Other agencies, such as the North Carolina Industrial Commission, use fines to urge businesses to settle debts to workers. It often lowers the fine for every dollar the employer pays to the worker. For federal contracts, such as construction of federally backed projects, the U.S. Department of Labor can initiate a hold on the disbursements until workers are paid or require the general contractor to pay the wages.

A federal Department of Labor spokesman said his agency has had some success working with agencies that disburse Medicaid funds to recoup money for workers who have not been paid. Many of the North Carolina companies that failed to pay wages to workers subsist on Medicaid funding.

In North Carolina, nothing was done to intercept the government’s payments to Slocumb and direct the money to workers.

There is no civil penalty for failing to pay workers. Companies that fail to pay wages can be fined for record-keeping violations; in 2014, fewer than 20 percent of those were fined, and of those, 20 percent didn’t pay.

In July, during a brief interview in one of her former group homes in Raeford, Slocumb said she was unaware of any prior Labor Department investigation. She said that she owed no workers any money.
· · · ·
*Using the information*
• a. Write out the passage on unpaid wages word for word, from "A federal Department" to "money to workers.".
• b. List every action the passage on unpaid wages says government agencies take or can take to get workers their unpaid wages.
• c. Carry on the passage on unpaid wages from the point where it stops.
· · · ·
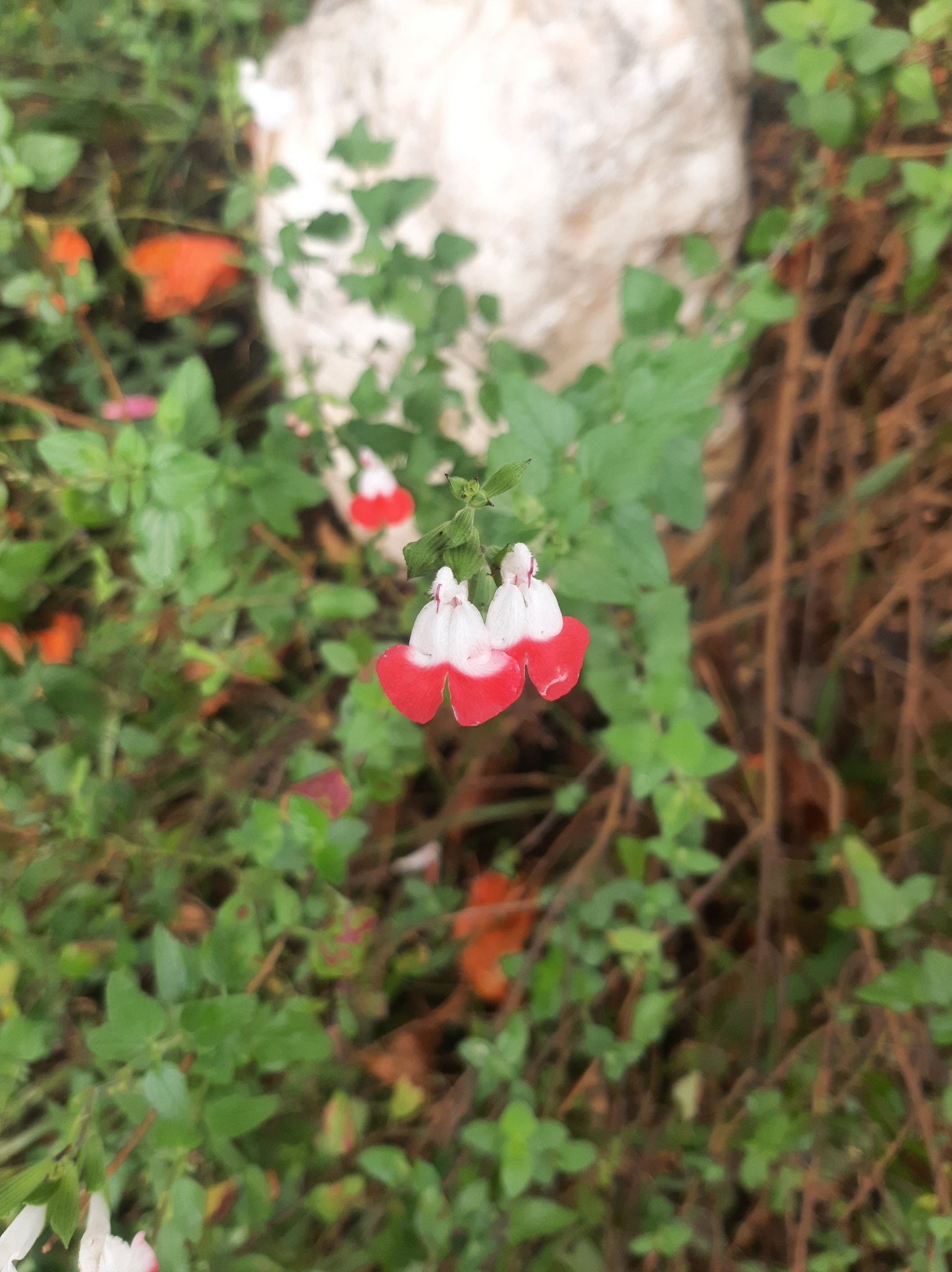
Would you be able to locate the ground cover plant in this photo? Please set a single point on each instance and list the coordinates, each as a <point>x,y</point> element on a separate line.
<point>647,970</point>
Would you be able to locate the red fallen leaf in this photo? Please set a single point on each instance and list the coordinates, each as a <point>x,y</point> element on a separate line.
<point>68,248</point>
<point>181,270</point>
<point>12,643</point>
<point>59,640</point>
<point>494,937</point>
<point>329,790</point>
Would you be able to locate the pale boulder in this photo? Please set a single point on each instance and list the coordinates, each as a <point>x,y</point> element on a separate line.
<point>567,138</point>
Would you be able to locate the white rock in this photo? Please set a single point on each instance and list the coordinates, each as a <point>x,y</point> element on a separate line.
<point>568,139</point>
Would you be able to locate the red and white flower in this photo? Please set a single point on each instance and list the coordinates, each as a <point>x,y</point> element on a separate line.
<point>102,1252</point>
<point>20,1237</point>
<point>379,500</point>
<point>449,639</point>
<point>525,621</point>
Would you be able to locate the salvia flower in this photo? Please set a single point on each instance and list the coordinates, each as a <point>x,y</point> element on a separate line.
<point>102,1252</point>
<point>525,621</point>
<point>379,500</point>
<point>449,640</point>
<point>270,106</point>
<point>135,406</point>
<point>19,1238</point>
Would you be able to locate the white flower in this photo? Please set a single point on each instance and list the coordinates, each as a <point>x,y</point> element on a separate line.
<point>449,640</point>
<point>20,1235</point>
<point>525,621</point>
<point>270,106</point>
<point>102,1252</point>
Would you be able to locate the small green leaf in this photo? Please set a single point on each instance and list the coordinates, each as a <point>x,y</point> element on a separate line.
· · · ·
*Answers by task*
• a.
A federal Department of Labor spokesman said his agency has had some success working with agencies that disburse Medicaid funds to recoup money for workers who have not been paid. Many of the North Carolina companies that failed to pay wages to workers subsist on Medicaid funding.

In North Carolina, nothing was done to intercept the government’s payments to Slocumb and direct the money to workers.

• b.
- Using fines to urge businesses to settle debts to workers, often lowering the fine for every dollar the employer pays to the worker
- Initiating a hold on disbursements for federal contracts until workers are paid
- Requiring the general contractor to pay the wages
- Working with agencies that disburse Medicaid funds to recoup money for workers who have not been paid

• c.
When pressed, Slocumb said there may have been one worker who had a previous complaint with the Labor Department.

“You have your workers who have their complaints,” Slocumb said. “When you have disgruntled employees, that’s what they do.”

The N&O offered to show Slocumb a copy of the findings of the Labor Department’s investigation. She declined.

Slocumb said she closed her business last year. State records, though, show she applied for a renewal of her license to operate on Dec. 30, 2014.

From 2006 to 2013, Slocumb’s company received $340,000 in government money to assist patients who qualified for Medicaid, the federal-state program that helps pay for health care for poor children, some adults, and the blind and disabled.

Swallowing her pride

Loyd has tried to move on. Her new job as a health aide at a Raeford nursing home helps her keep pace with most of her bills, but the debt she racked up while without pay from the group home still plagues her.

Over the winter as her aunt’s oil heating tank sat empty, Loyd had to swallow her pride and ask for some charity from the county social services agency.

Now and again, Loyd sees Slocumb driving through town in her 2006 Range Rover SUV, one of only 19 registered with the state Division of Motor Vehicles in Hoke County. She also sees Slocumb’s husband, Chris, washing his 2005 BMW 7 series sedan.

“It was almost like mocking me,” Loyd said. “It’s like, ‘You know, you still owe me.’ It didn’t matter to her.”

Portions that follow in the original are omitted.